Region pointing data
------------

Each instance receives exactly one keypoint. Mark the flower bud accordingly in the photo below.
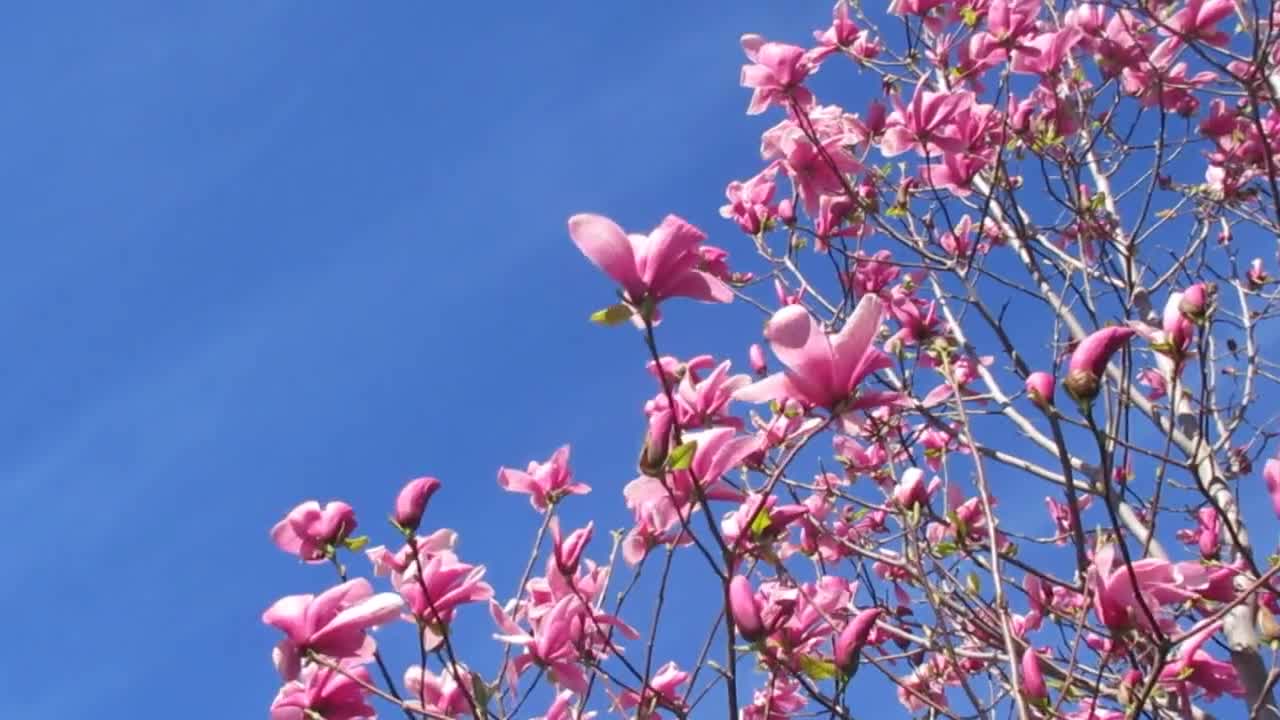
(657, 445)
(1040, 388)
(743, 609)
(757, 356)
(853, 638)
(1196, 301)
(411, 502)
(1089, 361)
(1032, 677)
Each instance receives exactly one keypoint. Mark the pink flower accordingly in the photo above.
(562, 709)
(1197, 21)
(750, 204)
(439, 693)
(547, 483)
(757, 358)
(1040, 388)
(649, 268)
(323, 692)
(821, 370)
(1089, 361)
(744, 609)
(662, 691)
(1198, 668)
(1160, 582)
(910, 488)
(567, 551)
(924, 124)
(437, 586)
(1156, 383)
(776, 73)
(853, 638)
(549, 642)
(1271, 475)
(1032, 677)
(411, 502)
(333, 623)
(311, 532)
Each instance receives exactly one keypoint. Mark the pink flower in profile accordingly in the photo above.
(776, 73)
(311, 532)
(1032, 675)
(924, 124)
(1040, 388)
(649, 268)
(1271, 477)
(662, 692)
(437, 586)
(1198, 21)
(853, 638)
(750, 204)
(442, 695)
(324, 692)
(333, 623)
(1197, 668)
(562, 709)
(549, 643)
(821, 370)
(1089, 361)
(744, 609)
(1160, 582)
(544, 482)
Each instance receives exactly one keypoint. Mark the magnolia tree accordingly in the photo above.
(1018, 306)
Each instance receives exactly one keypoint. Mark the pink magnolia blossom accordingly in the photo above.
(562, 709)
(1198, 21)
(312, 532)
(776, 73)
(1271, 477)
(1040, 388)
(1032, 675)
(821, 370)
(442, 695)
(549, 643)
(649, 268)
(853, 638)
(750, 204)
(333, 623)
(781, 698)
(662, 692)
(411, 502)
(755, 355)
(324, 692)
(924, 124)
(435, 587)
(1157, 386)
(659, 505)
(1193, 666)
(1089, 361)
(744, 609)
(547, 483)
(1159, 582)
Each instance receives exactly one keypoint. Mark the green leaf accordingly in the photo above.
(613, 314)
(817, 668)
(682, 456)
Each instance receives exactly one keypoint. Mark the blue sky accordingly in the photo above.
(260, 253)
(263, 253)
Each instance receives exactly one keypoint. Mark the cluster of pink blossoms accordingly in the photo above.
(896, 552)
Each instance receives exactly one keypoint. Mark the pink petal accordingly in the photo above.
(604, 244)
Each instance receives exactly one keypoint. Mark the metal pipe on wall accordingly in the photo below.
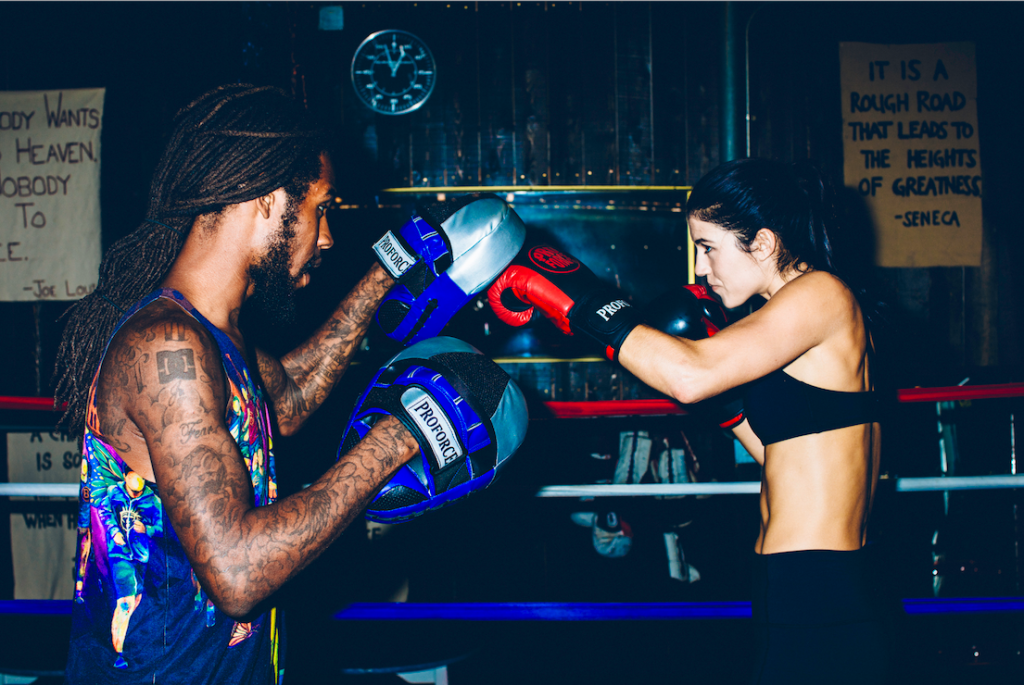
(729, 128)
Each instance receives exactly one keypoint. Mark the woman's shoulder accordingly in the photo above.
(818, 286)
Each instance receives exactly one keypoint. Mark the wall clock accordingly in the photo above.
(393, 72)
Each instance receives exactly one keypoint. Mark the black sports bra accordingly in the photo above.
(778, 408)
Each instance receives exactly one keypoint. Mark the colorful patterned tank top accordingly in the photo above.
(139, 613)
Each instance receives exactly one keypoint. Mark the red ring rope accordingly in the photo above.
(586, 410)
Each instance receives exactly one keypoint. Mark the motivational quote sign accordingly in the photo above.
(49, 194)
(910, 150)
(43, 537)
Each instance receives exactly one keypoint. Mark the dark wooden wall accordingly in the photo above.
(543, 93)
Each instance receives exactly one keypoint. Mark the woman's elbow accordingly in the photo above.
(684, 391)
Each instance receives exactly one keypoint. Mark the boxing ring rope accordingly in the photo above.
(605, 610)
(564, 610)
(628, 408)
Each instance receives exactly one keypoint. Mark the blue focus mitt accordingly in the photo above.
(441, 258)
(465, 412)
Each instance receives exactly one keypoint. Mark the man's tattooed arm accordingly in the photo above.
(301, 380)
(241, 553)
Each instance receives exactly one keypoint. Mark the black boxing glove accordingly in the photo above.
(567, 293)
(691, 312)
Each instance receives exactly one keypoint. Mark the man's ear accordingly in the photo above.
(264, 205)
(765, 244)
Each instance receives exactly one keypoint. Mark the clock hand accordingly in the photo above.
(395, 66)
(390, 62)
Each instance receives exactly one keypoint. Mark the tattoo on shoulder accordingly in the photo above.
(175, 332)
(177, 365)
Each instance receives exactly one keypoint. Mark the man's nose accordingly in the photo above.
(325, 240)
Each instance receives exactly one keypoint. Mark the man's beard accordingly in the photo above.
(274, 287)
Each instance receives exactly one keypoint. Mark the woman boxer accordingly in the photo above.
(761, 227)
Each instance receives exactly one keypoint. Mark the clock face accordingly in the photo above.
(393, 72)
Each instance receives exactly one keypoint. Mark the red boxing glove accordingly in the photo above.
(567, 293)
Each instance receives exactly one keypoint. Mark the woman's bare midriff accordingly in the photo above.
(816, 490)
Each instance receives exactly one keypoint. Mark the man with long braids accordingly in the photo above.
(158, 377)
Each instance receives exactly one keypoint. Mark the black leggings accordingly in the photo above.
(816, 619)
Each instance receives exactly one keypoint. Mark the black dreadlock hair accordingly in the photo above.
(232, 144)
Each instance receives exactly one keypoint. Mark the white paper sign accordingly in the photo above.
(49, 194)
(43, 538)
(910, 144)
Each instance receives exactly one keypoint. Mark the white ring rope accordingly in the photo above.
(754, 486)
(741, 487)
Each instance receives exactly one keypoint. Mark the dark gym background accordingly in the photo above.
(531, 94)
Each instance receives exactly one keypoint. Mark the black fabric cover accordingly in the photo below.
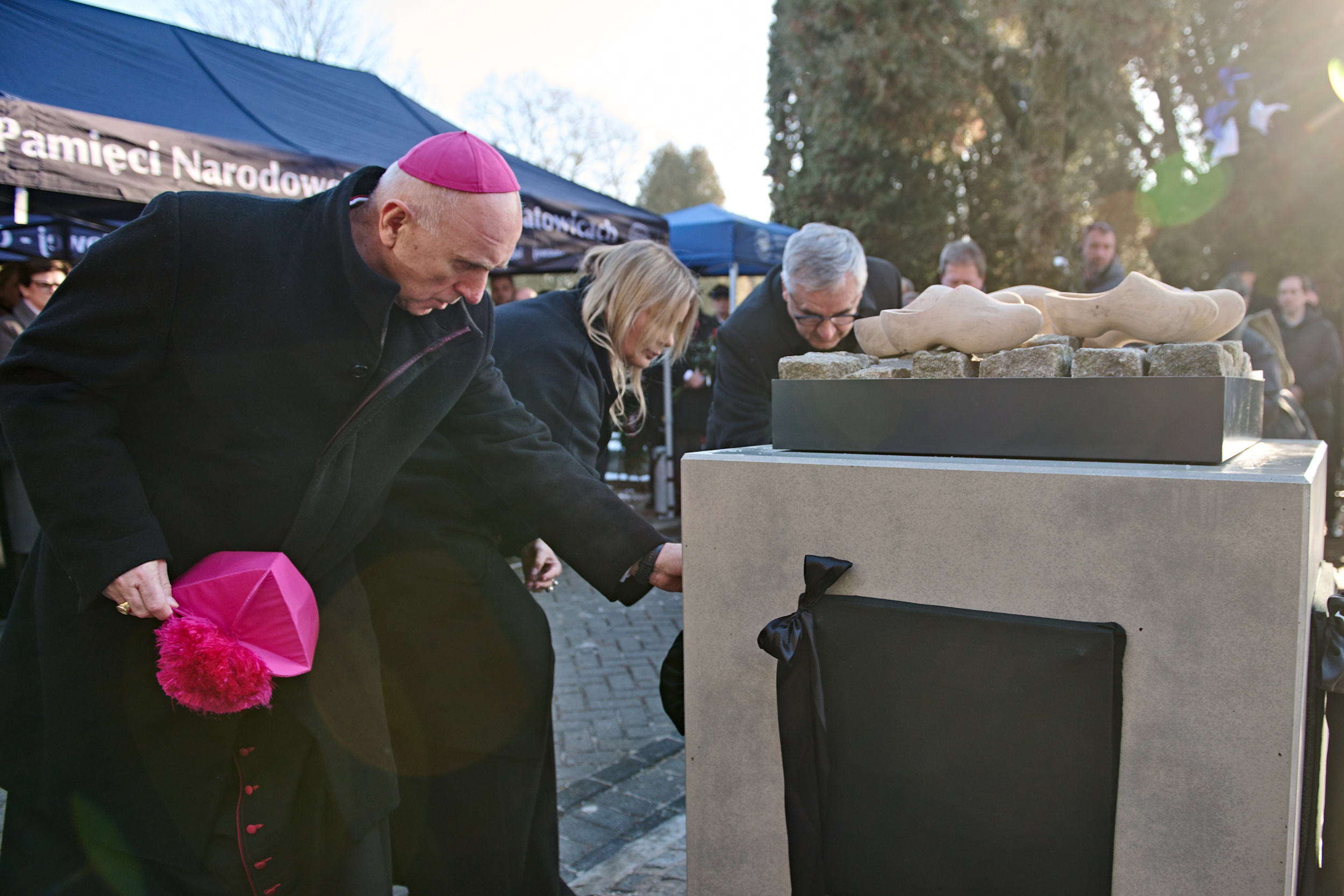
(931, 750)
(673, 684)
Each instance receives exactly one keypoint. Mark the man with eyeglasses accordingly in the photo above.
(807, 304)
(38, 280)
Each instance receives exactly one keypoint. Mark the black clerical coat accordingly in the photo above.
(753, 340)
(467, 650)
(226, 374)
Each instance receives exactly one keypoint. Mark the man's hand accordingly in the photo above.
(667, 569)
(541, 566)
(147, 589)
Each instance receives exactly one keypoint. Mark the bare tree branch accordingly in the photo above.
(555, 130)
(319, 30)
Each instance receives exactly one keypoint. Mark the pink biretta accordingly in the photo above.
(242, 617)
(460, 162)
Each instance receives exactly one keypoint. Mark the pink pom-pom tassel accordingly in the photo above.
(209, 671)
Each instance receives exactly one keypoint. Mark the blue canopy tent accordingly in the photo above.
(101, 111)
(714, 242)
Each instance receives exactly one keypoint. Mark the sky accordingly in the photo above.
(689, 71)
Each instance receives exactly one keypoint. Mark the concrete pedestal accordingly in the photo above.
(1211, 570)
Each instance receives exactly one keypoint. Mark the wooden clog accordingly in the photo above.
(963, 319)
(1140, 307)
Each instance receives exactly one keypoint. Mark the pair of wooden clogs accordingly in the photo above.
(968, 320)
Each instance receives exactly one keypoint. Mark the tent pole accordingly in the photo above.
(670, 458)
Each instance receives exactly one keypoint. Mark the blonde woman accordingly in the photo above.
(466, 650)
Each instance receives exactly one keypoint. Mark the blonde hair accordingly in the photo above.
(627, 281)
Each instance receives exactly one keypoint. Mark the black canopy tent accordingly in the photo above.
(101, 111)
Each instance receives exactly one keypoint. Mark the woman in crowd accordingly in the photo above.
(467, 653)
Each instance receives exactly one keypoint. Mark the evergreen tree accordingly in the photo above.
(676, 181)
(1017, 121)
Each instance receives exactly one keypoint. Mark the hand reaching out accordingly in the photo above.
(541, 566)
(667, 569)
(146, 589)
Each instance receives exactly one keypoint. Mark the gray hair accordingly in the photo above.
(429, 205)
(960, 252)
(818, 259)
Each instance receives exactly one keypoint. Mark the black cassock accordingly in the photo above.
(226, 374)
(468, 665)
(753, 340)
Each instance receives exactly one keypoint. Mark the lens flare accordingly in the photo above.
(1336, 71)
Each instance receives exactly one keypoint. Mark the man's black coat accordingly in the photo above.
(226, 374)
(1313, 350)
(753, 340)
(467, 650)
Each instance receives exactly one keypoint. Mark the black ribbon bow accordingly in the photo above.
(1331, 669)
(803, 723)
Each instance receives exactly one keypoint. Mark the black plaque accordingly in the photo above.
(971, 754)
(1159, 420)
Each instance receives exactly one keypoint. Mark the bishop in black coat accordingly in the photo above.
(227, 374)
(468, 666)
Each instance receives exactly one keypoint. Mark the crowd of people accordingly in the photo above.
(399, 421)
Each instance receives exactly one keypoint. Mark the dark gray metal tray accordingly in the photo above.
(1157, 420)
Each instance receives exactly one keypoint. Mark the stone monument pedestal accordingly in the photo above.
(1211, 571)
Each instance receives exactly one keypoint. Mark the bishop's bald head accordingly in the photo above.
(441, 218)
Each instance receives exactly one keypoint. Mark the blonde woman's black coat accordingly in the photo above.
(226, 374)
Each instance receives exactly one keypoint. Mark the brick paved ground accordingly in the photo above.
(606, 673)
(619, 758)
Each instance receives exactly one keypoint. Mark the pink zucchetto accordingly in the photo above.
(460, 162)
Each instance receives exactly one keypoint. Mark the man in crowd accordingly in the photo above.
(1101, 267)
(807, 304)
(35, 281)
(502, 289)
(719, 300)
(171, 404)
(1313, 351)
(961, 264)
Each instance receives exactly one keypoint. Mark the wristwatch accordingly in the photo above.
(646, 570)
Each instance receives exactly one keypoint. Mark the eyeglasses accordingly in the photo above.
(837, 320)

------------

## WHAT THE TASK REQUIRES
Beginning at the line that holds "Each instance receives exactly one keypoint. Mark the bishop's", write out word for word each line through the end of the records.

## EXERCISE ANSWER
Each instance receives exactly one keypoint. Mark the bishop's bald head accordingly in the photo above.
(441, 218)
Each instance receives exactly one keypoint. Mark the blonde woman's black coat accordingly in the photo above.
(226, 374)
Each instance receives exactly one keypoint. Mark the brick paved ground accordingly in the photo above.
(606, 673)
(619, 758)
Each instance receives exactly one keypoint. Mark the pink zucchetto accordingly in the photo above.
(460, 162)
Each instance receives exactly one keypoint. Mark the man in crowd accordingly in the photo above.
(1101, 267)
(807, 304)
(35, 281)
(502, 289)
(719, 300)
(171, 404)
(1313, 351)
(961, 264)
Each instance receives exactly one keypoint. Mark the wristwatch accordingly in the photo above.
(646, 570)
Each instance receives exactly one keypoint. Mark the eyeglasses accordingly in the photo above.
(837, 320)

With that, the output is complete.